§ **Prompt**
Render every line of the material below as a Markdown table with two columns, Row and Line, numbering the rows and omitting blank lines.

[Records taken from a collection]
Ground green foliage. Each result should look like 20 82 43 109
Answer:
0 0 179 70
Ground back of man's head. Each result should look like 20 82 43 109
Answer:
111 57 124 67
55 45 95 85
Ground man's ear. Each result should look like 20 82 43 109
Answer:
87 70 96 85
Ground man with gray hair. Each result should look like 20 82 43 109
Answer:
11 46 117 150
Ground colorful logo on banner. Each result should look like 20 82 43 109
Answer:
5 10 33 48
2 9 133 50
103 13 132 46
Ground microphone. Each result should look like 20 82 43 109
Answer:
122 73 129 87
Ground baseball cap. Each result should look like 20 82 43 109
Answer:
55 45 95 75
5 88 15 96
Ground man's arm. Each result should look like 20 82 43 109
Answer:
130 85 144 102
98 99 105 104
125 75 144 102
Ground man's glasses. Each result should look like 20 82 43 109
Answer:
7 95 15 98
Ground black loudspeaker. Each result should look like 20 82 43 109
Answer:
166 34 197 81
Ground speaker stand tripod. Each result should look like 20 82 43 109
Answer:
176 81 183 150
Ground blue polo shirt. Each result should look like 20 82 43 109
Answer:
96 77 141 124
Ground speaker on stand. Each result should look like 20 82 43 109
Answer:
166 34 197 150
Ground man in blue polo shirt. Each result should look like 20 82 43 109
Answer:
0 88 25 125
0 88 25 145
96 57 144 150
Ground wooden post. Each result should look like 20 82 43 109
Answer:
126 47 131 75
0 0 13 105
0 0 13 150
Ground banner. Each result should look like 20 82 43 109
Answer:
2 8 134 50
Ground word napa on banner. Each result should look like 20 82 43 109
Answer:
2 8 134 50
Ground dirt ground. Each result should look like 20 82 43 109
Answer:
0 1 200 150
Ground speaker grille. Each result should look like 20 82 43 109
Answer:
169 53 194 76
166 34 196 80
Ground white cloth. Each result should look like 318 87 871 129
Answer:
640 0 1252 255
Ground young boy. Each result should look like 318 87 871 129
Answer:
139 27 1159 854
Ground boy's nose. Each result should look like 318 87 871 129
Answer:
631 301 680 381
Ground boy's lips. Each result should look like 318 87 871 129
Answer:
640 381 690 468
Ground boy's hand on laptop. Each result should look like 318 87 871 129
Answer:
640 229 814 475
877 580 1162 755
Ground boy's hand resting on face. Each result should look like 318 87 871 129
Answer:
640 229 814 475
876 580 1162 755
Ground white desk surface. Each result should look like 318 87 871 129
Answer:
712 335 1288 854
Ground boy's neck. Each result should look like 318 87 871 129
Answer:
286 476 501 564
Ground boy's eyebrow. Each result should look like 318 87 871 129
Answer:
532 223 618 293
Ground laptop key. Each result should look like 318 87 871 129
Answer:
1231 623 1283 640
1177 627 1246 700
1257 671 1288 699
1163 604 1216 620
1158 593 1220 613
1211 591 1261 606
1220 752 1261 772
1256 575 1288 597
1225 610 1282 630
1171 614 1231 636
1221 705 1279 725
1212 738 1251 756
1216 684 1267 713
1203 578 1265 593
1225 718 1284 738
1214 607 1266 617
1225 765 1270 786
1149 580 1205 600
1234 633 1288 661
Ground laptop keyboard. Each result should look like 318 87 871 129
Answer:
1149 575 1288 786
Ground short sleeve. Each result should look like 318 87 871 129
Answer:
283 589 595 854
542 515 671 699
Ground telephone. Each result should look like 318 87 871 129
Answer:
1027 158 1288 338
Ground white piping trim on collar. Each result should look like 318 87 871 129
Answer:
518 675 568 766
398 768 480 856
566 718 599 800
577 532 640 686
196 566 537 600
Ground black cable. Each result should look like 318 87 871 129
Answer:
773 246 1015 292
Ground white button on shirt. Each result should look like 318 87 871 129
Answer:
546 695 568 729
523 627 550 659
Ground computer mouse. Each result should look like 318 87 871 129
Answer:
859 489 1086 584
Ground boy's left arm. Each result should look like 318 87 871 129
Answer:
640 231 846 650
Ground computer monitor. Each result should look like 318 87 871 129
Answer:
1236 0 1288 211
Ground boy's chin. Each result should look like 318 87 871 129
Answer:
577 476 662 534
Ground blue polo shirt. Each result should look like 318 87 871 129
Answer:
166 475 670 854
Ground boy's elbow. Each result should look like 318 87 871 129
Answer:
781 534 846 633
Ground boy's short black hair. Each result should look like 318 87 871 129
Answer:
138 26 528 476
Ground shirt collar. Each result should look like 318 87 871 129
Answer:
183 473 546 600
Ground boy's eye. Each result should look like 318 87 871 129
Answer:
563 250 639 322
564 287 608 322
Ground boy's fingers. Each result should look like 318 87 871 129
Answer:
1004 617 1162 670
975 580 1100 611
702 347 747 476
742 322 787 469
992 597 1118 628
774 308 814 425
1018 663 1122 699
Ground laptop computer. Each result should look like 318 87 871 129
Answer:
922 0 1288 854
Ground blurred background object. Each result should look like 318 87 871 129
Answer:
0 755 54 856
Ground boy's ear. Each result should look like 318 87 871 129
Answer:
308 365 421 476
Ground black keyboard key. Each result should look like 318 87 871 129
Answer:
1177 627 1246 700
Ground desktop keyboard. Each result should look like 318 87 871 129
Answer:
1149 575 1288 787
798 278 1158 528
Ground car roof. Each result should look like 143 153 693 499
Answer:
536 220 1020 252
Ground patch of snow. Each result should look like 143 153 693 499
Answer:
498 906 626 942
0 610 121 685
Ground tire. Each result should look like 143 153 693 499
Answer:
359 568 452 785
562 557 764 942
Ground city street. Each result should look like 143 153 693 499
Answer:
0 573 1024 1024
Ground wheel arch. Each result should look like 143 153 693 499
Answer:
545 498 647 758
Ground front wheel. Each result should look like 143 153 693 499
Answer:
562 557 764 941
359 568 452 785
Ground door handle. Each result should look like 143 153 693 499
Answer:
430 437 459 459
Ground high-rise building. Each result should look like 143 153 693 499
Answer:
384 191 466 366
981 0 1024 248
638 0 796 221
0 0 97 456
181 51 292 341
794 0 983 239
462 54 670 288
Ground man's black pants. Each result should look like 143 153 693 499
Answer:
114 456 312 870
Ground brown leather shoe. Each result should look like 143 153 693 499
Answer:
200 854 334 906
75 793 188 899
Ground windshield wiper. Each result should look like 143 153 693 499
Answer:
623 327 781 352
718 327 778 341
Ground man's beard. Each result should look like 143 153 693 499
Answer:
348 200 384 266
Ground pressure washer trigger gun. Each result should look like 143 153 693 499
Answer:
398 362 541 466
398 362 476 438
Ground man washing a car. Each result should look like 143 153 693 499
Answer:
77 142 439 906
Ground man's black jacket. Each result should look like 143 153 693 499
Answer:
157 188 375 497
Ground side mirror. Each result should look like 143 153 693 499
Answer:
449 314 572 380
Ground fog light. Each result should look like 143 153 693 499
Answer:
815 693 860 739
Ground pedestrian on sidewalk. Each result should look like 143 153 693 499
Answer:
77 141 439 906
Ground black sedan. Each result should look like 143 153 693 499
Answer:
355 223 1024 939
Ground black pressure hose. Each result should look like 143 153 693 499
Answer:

§ **Written solution**
| Row | Line |
|---|---|
| 1 | Ground green foliage. Each result should look like 20 82 43 109 |
| 2 | Answer: |
| 3 | 0 0 179 70 |
| 4 | Ground back of man's head. Each result should look like 20 82 43 109 |
| 5 | Answer: |
| 6 | 111 57 124 67 |
| 7 | 55 45 95 85 |
| 8 | Ground man's ear. Each result should look like 20 82 43 109 |
| 9 | Answer: |
| 10 | 87 70 96 85 |
| 11 | Ground man with gray hair. Each result should look like 20 82 43 109 |
| 12 | Answer: |
| 13 | 11 46 117 150 |
| 14 | Ground colorful logo on banner. Each result should look like 20 82 43 109 |
| 15 | Answer: |
| 16 | 5 10 33 48 |
| 17 | 2 9 133 50 |
| 18 | 103 13 132 46 |
| 19 | Ground microphone. Each result should look like 20 82 43 109 |
| 20 | Answer: |
| 21 | 122 73 129 87 |
| 22 | Ground baseball cap. Each result should look like 20 82 43 109 |
| 23 | Answer: |
| 24 | 55 45 95 75 |
| 25 | 5 88 15 96 |
| 26 | Ground man's arm. Each result should look like 20 82 43 109 |
| 27 | Answer: |
| 28 | 130 85 144 102 |
| 29 | 98 99 105 104 |
| 30 | 125 75 144 102 |
| 31 | Ground man's glasses. Each result should look like 20 82 43 109 |
| 32 | Answer: |
| 33 | 7 95 15 98 |
| 34 | Ground black loudspeaker. Each result should look like 20 82 43 109 |
| 35 | Answer: |
| 36 | 166 34 197 81 |
| 37 | Ground speaker stand tripod. Each result should look like 20 82 43 109 |
| 38 | Answer: |
| 39 | 176 81 183 150 |
| 40 | Ground blue polo shirt. Each result should look like 20 82 43 109 |
| 41 | Answer: |
| 42 | 96 77 141 124 |
| 43 | Ground speaker on stand. Each result should look like 20 82 43 109 |
| 44 | Answer: |
| 45 | 166 34 197 150 |
| 46 | Ground man in blue polo shirt. Each result should look like 20 82 43 109 |
| 47 | Answer: |
| 48 | 0 88 25 125 |
| 49 | 0 88 25 145 |
| 50 | 96 57 144 150 |
| 51 | Ground wooden post. Each result should look like 20 82 43 109 |
| 52 | Answer: |
| 53 | 126 47 131 75 |
| 54 | 0 0 13 105 |
| 55 | 0 0 13 150 |
| 56 | Ground banner. Each result should look like 20 82 43 109 |
| 57 | Answer: |
| 58 | 2 8 134 50 |
| 59 | Ground word napa on banner. Each result should look like 20 82 43 109 |
| 60 | Answer: |
| 61 | 2 8 134 50 |
| 62 | Ground dirt ground. Each result should look like 20 82 43 109 |
| 63 | Answer: |
| 64 | 0 1 200 150 |
| 65 | Ground speaker grille. Each result should look like 20 82 43 109 |
| 66 | Answer: |
| 67 | 169 53 194 76 |
| 68 | 166 34 196 80 |
| 69 | Ground white cloth. Each result should look like 318 87 871 129 |
| 70 | Answer: |
| 71 | 640 0 1252 255 |
| 72 | Ground young boy. Each result should look like 318 87 871 129 |
| 73 | Answer: |
| 74 | 139 27 1159 854 |
| 75 | Ground boy's nose. Each result should look like 318 87 871 129 |
| 76 | Answer: |
| 77 | 631 301 680 381 |
| 78 | Ground boy's lips. Each result should look like 318 87 871 129 |
| 79 | Answer: |
| 80 | 640 381 690 468 |
| 81 | Ground boy's hand on laptop. Each result should look like 318 87 871 129 |
| 82 | Answer: |
| 83 | 640 229 814 475 |
| 84 | 877 580 1162 755 |
| 85 | Ground boy's hand resting on face. Each result should look like 318 87 871 129 |
| 86 | Answer: |
| 87 | 640 229 814 475 |
| 88 | 876 580 1162 755 |
| 89 | Ground white desk surface. Each result should look like 318 87 871 129 |
| 90 | Answer: |
| 91 | 712 335 1288 854 |
| 92 | Ground boy's neck. Each result should look like 318 87 871 129 |
| 93 | Answer: |
| 94 | 286 476 501 564 |
| 95 | Ground boy's eyebrow. Each result should look like 318 87 871 129 |
| 96 | Answer: |
| 97 | 532 223 618 293 |
| 98 | Ground laptop key. Each result should look like 318 87 871 129 |
| 99 | Answer: |
| 100 | 1231 623 1283 640 |
| 101 | 1177 627 1246 700 |
| 102 | 1257 671 1288 699 |
| 103 | 1163 604 1216 620 |
| 104 | 1158 593 1220 613 |
| 105 | 1211 591 1261 606 |
| 106 | 1220 752 1261 772 |
| 107 | 1256 575 1288 597 |
| 108 | 1225 610 1282 630 |
| 109 | 1171 614 1231 636 |
| 110 | 1221 705 1279 725 |
| 111 | 1212 738 1251 756 |
| 112 | 1216 684 1267 713 |
| 113 | 1203 578 1265 593 |
| 114 | 1225 718 1284 738 |
| 115 | 1214 607 1266 617 |
| 116 | 1225 765 1270 786 |
| 117 | 1149 580 1205 600 |
| 118 | 1234 633 1288 661 |
| 119 | Ground laptop keyboard. Each result should look like 318 87 871 129 |
| 120 | Answer: |
| 121 | 1149 575 1288 786 |
| 122 | Ground short sleeve. Each result should look like 318 87 871 129 |
| 123 | Answer: |
| 124 | 283 589 595 854 |
| 125 | 542 515 671 699 |
| 126 | Ground telephone. Each result should look like 318 87 871 129 |
| 127 | Answer: |
| 128 | 1027 158 1288 338 |
| 129 | Ground white piping trim on collar. Each result should look like 318 87 871 129 |
| 130 | Answer: |
| 131 | 518 675 568 766 |
| 132 | 398 768 480 856 |
| 133 | 566 718 599 800 |
| 134 | 577 532 640 686 |
| 135 | 196 566 537 600 |
| 136 | Ground black cable. Each result should look like 318 87 871 129 |
| 137 | Answer: |
| 138 | 773 246 1015 292 |
| 139 | Ground white button on shirt. Each result should look like 318 87 871 129 |
| 140 | Answer: |
| 141 | 546 695 568 729 |
| 142 | 523 627 550 659 |
| 143 | Ground computer mouse. Each result should look like 318 87 871 129 |
| 144 | Answer: |
| 145 | 859 489 1086 584 |
| 146 | Ground boy's left arm. Each result should look like 318 87 871 129 |
| 147 | Answer: |
| 148 | 640 231 846 650 |
| 149 | Ground computer monitor. Each result should look like 318 87 871 129 |
| 150 | Answer: |
| 151 | 1236 0 1288 211 |
| 152 | Ground boy's chin. Each result should look like 318 87 871 129 |
| 153 | Answer: |
| 154 | 577 476 662 534 |
| 155 | Ground blue polo shirt. Each result should look like 318 87 871 129 |
| 156 | Answer: |
| 157 | 166 475 670 854 |
| 158 | Ground boy's elbow. Each result should look like 318 87 871 129 |
| 159 | Answer: |
| 160 | 781 534 846 633 |
| 161 | Ground boy's short black hair. Each result should look like 318 87 871 129 |
| 162 | Answer: |
| 163 | 138 26 528 476 |
| 164 | Ground shirt collar. Each result should look like 318 87 871 129 |
| 165 | Answer: |
| 166 | 183 473 546 600 |
| 167 | Ground boy's eye. Each result should look like 318 87 871 129 |
| 168 | Answer: |
| 169 | 563 250 639 322 |
| 170 | 564 287 608 322 |
| 171 | Ground boy's fingers. Each result should look like 318 87 871 129 |
| 172 | Answer: |
| 173 | 1004 617 1162 670 |
| 174 | 975 580 1100 611 |
| 175 | 702 347 747 476 |
| 176 | 742 322 787 469 |
| 177 | 992 597 1118 628 |
| 178 | 774 308 814 425 |
| 179 | 1018 663 1122 699 |
| 180 | Ground laptop computer. Each result should look like 318 87 871 129 |
| 181 | Answer: |
| 182 | 922 0 1288 854 |
| 183 | Ground blurred background object. Each result should look like 318 87 871 129 |
| 184 | Answer: |
| 185 | 0 755 54 856 |
| 186 | Ground boy's ear. Each result should look like 318 87 871 129 |
| 187 | Answer: |
| 188 | 308 365 421 476 |
| 189 | Ground black keyboard key. Each result should look like 318 87 871 129 |
| 190 | Answer: |
| 191 | 1177 627 1246 700 |
| 192 | Ground desktop keyboard. Each result should look like 318 87 871 129 |
| 193 | Answer: |
| 194 | 1149 575 1288 787 |
| 195 | 798 278 1158 528 |
| 196 | Ground car roof. Each result should look like 143 153 693 499 |
| 197 | Answer: |
| 198 | 536 220 1020 252 |
| 199 | Ground patch of snow. Each result should look like 143 153 693 499 |
| 200 | Answer: |
| 201 | 498 906 626 942 |
| 202 | 0 610 121 685 |
| 203 | Ground tire. Each result should look like 143 153 693 499 |
| 204 | Answer: |
| 205 | 359 568 452 785 |
| 206 | 562 557 764 942 |
| 207 | Ground city street. Each result should look like 143 153 693 499 |
| 208 | Answer: |
| 209 | 0 573 1024 1024 |
| 210 | Ground wheel arch. Each result should look like 143 153 693 499 |
| 211 | Answer: |
| 212 | 545 498 647 758 |
| 213 | Ground front wheel. Each result should look like 143 153 693 499 |
| 214 | Answer: |
| 215 | 562 557 764 941 |
| 216 | 359 568 452 785 |
| 217 | Ground door handle. Each result should look like 143 153 693 499 |
| 218 | Answer: |
| 219 | 430 437 459 459 |
| 220 | Ground high-rise building. Each result should look like 143 153 693 499 |
| 221 | Answer: |
| 222 | 384 191 466 366 |
| 223 | 981 0 1024 248 |
| 224 | 638 0 796 221 |
| 225 | 0 0 97 456 |
| 226 | 181 51 292 341 |
| 227 | 794 0 983 239 |
| 228 | 462 54 670 288 |
| 229 | Ground man's black pants. Each result should look like 143 153 693 499 |
| 230 | Answer: |
| 231 | 114 456 312 870 |
| 232 | Ground brown leather shoe. Each result should look like 143 153 693 499 |
| 233 | Answer: |
| 234 | 200 854 334 906 |
| 235 | 75 793 188 899 |
| 236 | Ground windshield wiper. Each result should look like 143 153 693 499 |
| 237 | Answer: |
| 238 | 623 327 781 352 |
| 239 | 718 327 778 341 |
| 240 | Ground man's beard. Each result should look like 143 153 693 499 |
| 241 | Answer: |
| 242 | 348 200 384 266 |
| 243 | Ground pressure washer trigger gun. Each result should look like 143 153 693 499 |
| 244 | Answer: |
| 245 | 398 362 541 466 |
| 246 | 398 362 476 438 |
| 247 | Ground man washing a car. Each result should look like 143 153 693 499 |
| 248 | Answer: |
| 249 | 77 142 439 906 |
| 250 | Ground man's black jacket. Each result should look like 143 153 693 499 |
| 251 | Answer: |
| 252 | 157 188 375 497 |
| 253 | Ground side mirror. Each result should look like 143 153 693 499 |
| 254 | Answer: |
| 255 | 449 314 572 380 |
| 256 | Ground fog light. Each result should look like 143 153 693 499 |
| 257 | Answer: |
| 258 | 815 693 860 739 |
| 259 | Ground pedestrian on sidewalk. Each result should look like 143 153 693 499 |
| 260 | Answer: |
| 261 | 77 141 439 906 |
| 262 | Ground black sedan. Each result should look like 143 153 693 499 |
| 263 | Answer: |
| 264 | 355 223 1024 939 |
| 265 | Ground black pressure hose. Each result should look like 143 153 693 499 |
| 266 | Answer: |